▶ **Written exercise**
Please rewrite all the data below, substituting "image" for every "photo" and keeping everything else unchanged. Leave the pictures out.

▶ **Supplied data**
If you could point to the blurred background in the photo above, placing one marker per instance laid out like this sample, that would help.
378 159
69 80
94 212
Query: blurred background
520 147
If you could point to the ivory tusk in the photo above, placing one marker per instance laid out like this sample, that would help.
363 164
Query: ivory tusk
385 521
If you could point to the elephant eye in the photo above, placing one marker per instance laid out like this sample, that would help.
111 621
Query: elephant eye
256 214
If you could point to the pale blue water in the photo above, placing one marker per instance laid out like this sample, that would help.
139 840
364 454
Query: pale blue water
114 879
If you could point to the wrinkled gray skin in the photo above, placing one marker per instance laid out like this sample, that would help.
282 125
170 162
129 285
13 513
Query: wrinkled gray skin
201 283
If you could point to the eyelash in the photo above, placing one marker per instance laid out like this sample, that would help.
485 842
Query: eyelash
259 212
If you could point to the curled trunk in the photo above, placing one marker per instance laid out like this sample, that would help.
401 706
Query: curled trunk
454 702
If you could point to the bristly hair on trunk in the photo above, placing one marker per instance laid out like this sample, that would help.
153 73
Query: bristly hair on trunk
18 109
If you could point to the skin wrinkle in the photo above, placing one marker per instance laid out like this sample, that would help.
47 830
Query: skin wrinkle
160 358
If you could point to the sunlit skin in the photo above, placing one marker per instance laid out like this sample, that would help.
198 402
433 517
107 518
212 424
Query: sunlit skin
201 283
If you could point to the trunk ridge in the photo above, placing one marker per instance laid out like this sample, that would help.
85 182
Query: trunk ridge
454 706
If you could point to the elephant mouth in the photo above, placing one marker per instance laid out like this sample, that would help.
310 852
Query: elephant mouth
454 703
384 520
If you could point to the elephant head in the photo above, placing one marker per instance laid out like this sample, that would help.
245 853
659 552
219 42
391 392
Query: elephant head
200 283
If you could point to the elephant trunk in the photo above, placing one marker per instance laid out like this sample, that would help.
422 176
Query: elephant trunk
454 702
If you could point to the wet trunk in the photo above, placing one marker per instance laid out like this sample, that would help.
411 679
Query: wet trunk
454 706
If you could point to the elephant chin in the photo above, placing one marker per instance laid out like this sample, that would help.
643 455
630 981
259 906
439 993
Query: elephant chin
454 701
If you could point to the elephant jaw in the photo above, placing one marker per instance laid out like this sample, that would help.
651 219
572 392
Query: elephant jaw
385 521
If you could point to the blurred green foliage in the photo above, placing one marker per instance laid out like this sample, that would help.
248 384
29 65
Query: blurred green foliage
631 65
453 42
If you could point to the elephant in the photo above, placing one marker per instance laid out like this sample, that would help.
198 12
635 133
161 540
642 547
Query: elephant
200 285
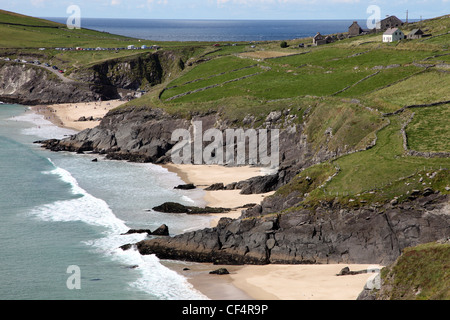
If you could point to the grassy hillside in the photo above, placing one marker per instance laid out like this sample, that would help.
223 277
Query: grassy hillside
349 85
421 273
340 92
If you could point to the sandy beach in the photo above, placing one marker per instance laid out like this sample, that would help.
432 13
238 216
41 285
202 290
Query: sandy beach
67 114
202 176
268 282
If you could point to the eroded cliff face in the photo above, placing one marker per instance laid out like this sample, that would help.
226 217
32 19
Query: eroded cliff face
268 233
30 85
137 72
327 234
113 79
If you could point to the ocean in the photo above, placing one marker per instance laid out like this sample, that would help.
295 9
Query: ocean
215 30
60 210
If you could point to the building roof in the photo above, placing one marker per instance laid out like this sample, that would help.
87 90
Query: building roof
318 36
416 31
391 31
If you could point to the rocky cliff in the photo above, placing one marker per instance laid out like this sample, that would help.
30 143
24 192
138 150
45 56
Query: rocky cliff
326 234
31 85
140 71
277 230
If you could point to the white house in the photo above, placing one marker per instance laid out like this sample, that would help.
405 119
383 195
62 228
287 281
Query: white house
393 34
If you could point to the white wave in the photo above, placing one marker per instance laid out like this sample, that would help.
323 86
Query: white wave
42 128
155 278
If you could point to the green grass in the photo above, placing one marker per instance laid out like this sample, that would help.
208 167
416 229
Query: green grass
430 129
423 88
420 273
381 165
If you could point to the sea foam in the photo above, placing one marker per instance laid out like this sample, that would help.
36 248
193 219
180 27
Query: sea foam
155 279
42 127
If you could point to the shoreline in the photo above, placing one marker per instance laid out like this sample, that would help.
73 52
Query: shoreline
248 282
67 115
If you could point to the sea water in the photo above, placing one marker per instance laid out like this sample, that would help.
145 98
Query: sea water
215 30
62 209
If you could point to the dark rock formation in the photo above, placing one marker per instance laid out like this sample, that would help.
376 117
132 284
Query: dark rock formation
132 231
215 187
326 234
220 271
32 85
173 207
161 231
188 186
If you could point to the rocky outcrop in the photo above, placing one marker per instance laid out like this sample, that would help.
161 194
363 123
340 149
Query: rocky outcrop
173 207
133 73
144 135
326 234
31 85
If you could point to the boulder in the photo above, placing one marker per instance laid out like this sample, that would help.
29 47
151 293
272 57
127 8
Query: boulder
187 186
173 207
215 186
220 271
132 231
161 231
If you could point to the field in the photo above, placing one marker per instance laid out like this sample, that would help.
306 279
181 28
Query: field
340 92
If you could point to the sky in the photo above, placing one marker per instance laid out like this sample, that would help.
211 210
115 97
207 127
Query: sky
231 9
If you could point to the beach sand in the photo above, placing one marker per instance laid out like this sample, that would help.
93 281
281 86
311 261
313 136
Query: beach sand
67 114
268 282
202 176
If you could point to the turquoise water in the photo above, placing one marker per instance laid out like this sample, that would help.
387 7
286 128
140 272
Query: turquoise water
62 209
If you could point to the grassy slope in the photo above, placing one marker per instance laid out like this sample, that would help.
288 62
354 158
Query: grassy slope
421 273
320 86
344 86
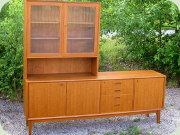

▶ **Answer to the task**
If you could point to the blurred background in the image above, placing one marker per instance laid out like this sample, that would help.
378 159
69 80
94 212
Query: blurred background
520 147
If you could point to the ivory tusk in the image above, placing one marker per instance laid out like this sample, that would help.
363 164
Query: ivory tusk
385 521
If you could point to the elephant eye in the image above, placing one marker per instance laid out like this sample, that would help.
111 621
Query: elephant eye
256 214
If you could point to the pale blue water in the image above, placing one marker per instance laid out like this sample, that would help.
139 840
364 454
Query: pale blue water
114 879
If you could point to the wrinkled gray skin in the image above, placing one marker per instance laid out like this sample, that would help.
282 125
170 162
129 285
13 513
Query: wrinkled gray skin
201 283
If you could point to the eyelash in the image above, placing one marker per instance laid out like this sample, that would help.
485 842
Query: eyelash
259 212
If you could point to the curled trunk in the image above, placing one marker per instance laid out like this sample, that would help.
401 706
Query: curled trunk
454 702
If you could point to the bristly hair on trunk in the image above, placing one marker per instance laid out like this sample, that would help.
153 73
Query: bristly hair on trunk
18 109
If you could point to the skin wrinkle in the image above, placing one marker per instance laid out like this sample, that would help.
47 830
Query: skin wrinkle
160 358
If you could point to the sunlit skin in the image above, placing one marker per instance laid out like this sample, that would help.
198 402
433 517
107 518
212 424
Query: sunlit skin
201 283
If you could point to the trunk ridge in the image above, placing one marker per instance laid out like this sample, that would help.
85 182
Query: trunk ridge
454 706
If you could point to the elephant mouth in the image above, placing one marker per instance laid out like this sample, that would help.
310 852
Query: elephant mouth
454 703
384 520
If you could point to the elephant head in the image above, placing one marker per instance laid out like this sample, that would help.
245 853
659 552
219 42
391 392
Query: elephant head
200 283
If you could point to the elephant trunk in the image above, placing one marker per instance laid out like this sample, that would help.
422 176
Query: elephant trunk
454 702
If you could point to the wet trunk in the image above, placing one marker per instance laid out like this sample, that would help.
411 679
Query: wet trunk
454 706
If you could point to the elephant chin in the image above, placing one marker per instance laid out like this sample, that would help.
643 455
630 981
259 906
439 993
Query: elephant chin
454 701
If you could point to the elephant jaw in the image above, placing one marker per instance laid out like this sample, that would help.
651 219
572 392
Query: elephant jaw
385 521
If you could point to the blurred green foliage in the image above, placing one marker per instance laid out like this sample, that would help.
248 384
29 65
Query: blurred green foliage
631 65
453 42
If you could point to the elephant in the image above, placing one marker per instance laid out like this sample, that would help.
198 12
635 133
161 540
642 547
Query: elephant
200 285
If you could point to the grassy hillside in the image above, placing one marker per instance laid out like this sample, that would help.
223 277
Query: grassy hillside
349 85
421 273
340 92
If you could point to the sandy beach in the image above, placing one marker per instance laid out like this sample, that would help.
432 13
238 216
41 285
202 290
Query: sandy beach
67 114
202 176
268 282
If you could point to the eroded cliff face in the image above, placing one marker per instance laid out like this sample, that would help.
226 217
32 19
Query: eroded cliff face
268 233
30 85
137 72
327 234
113 79
If you could point to the ocean in the image above, placing one marker per instance laid out like this sample, that would help.
295 9
Query: ocean
215 30
60 210
If you could point to the building roof in the image above, placing one marker per instance laid out like this sample, that would help.
87 90
Query: building roof
318 36
416 31
391 31
If you could point to the rocky cliff in the image above, placing one marker per instance laid out like this sample, that would help.
30 143
24 192
138 150
45 56
Query: rocky cliff
326 234
31 85
140 71
277 230
If you could point to the white house in the image above, placing one marker per instance laid out like this sample, that would help.
405 119
383 195
62 228
287 281
Query: white house
393 34
If you could point to the white wave in the image above, placing one marker per instance laid out like this sample, that would help.
323 86
Query: white wave
42 128
155 278
If you could point to the green grass in the image above, placing one marker per instance laid out like this sample, that would help.
208 167
416 229
Query: green grass
430 129
423 88
420 273
381 165
If you could point to the sea foam in the image above, placing one marker per instance laid out like this sample, that would help.
36 248
193 219
180 27
Query: sea foam
155 279
42 127
If you could point to the shoreline in the image above, placing one marker per instance laid out like this sample, that would help.
73 52
Query: shoreline
248 282
67 115
If you could point to the sea water in the image above, placing one marker per instance laid out like this sample, that would help.
145 98
Query: sea water
215 30
62 209
If you could point to the dark rock formation in the image above, placing one marker per instance laid out like this sample, that would help.
376 117
132 284
Query: dark rock formation
132 231
215 187
326 234
220 271
32 85
173 207
161 231
188 186
If you could point to the rocky outcrop in the image above, placing one marker per instance laid out like this sample, that would help.
161 194
363 123
340 149
Query: rocky outcrop
173 207
133 73
144 135
326 234
31 85
If you could point to the boulder in the image above, placing one marker per instance laid out like this sample, that would help.
29 47
151 293
272 57
127 8
Query: boulder
187 186
173 207
215 186
220 271
132 231
161 231
If you could point to the field in the image above, placing one marker per instance laid out like this sample, that would help.
306 279
181 28
Query: field
340 92
If you could point to the sky in the image above, placing one marker per instance laid out like this sample, that would help.
211 210
115 97
207 127
Query: sky
231 9
If you could point to the beach sand in the image above, placing one marker per instance laid out like this sample, that would help.
93 281
281 86
311 261
313 136
Query: beach sand
67 114
268 282
202 176
If you could point to the turquoise water in the image above, placing one marker per instance laid out like this sample, that would help.
387 7
286 128
140 272
Query: turquoise water
62 209
If you could point to the grassy slope in the image above, placing one marker per instance laid out like this sample, that would help.
288 62
354 158
Query: grassy slope
421 273
320 86
344 86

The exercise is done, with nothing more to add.